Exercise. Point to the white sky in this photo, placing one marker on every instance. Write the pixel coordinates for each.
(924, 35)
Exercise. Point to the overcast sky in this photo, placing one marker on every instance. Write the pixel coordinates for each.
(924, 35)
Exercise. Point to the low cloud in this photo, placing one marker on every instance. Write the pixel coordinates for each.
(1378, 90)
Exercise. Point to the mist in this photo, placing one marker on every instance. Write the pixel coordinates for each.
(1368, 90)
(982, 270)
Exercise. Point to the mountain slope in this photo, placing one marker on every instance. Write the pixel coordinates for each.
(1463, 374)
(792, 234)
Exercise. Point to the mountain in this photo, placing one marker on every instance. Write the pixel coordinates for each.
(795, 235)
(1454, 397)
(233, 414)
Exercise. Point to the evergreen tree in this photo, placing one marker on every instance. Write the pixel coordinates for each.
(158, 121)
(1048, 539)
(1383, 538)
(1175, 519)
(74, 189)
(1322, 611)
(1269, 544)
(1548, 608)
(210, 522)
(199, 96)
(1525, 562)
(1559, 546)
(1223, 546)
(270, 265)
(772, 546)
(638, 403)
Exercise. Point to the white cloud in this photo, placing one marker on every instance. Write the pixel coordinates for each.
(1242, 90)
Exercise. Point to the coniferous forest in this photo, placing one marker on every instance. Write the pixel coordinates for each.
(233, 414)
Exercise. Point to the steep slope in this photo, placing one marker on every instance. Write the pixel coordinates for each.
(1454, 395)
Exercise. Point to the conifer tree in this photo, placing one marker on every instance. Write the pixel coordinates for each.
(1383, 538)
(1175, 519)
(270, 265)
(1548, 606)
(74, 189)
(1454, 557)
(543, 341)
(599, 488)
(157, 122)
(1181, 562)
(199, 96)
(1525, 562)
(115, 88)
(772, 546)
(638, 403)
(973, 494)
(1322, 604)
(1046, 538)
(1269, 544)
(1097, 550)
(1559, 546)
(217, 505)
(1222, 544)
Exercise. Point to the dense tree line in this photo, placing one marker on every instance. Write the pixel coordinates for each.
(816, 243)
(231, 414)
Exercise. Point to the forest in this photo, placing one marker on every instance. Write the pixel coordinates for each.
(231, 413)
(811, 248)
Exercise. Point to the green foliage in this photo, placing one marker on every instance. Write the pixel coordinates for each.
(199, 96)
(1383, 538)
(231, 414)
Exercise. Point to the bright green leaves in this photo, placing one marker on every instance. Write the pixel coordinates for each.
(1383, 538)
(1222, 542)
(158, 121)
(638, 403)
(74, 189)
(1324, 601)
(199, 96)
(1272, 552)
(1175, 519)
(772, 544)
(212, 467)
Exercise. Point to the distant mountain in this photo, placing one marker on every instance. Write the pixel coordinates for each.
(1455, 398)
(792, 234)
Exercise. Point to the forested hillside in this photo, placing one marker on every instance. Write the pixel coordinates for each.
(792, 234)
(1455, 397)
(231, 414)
• • • • •
**YOUR INSTRUCTIONS**
Move the data over, starting at the line that contains "Exercise. Point to the bright" and running through the last line of the data, with every line included, requests as well. Add 145 to each coordinate in the answers.

**EXERCISE OUTPUT**
Exercise. Point to the bright green leaves in this photo, placing one marker on every instance. Write the pixel coordinates for each.
(1528, 683)
(1367, 687)
(303, 266)
(783, 548)
(219, 334)
(1469, 746)
(344, 241)
(1417, 697)
(1320, 664)
(917, 689)
(357, 612)
Exercise. Point to the distant mountain in this photo, placing one marker on every instance. Write the pixel coordinates for each.
(1600, 543)
(937, 379)
Exercise. Point to the forested hillside in this photo, placing one marker on every instance. Write the pixel coordinates for each.
(937, 379)
(1600, 542)
(376, 559)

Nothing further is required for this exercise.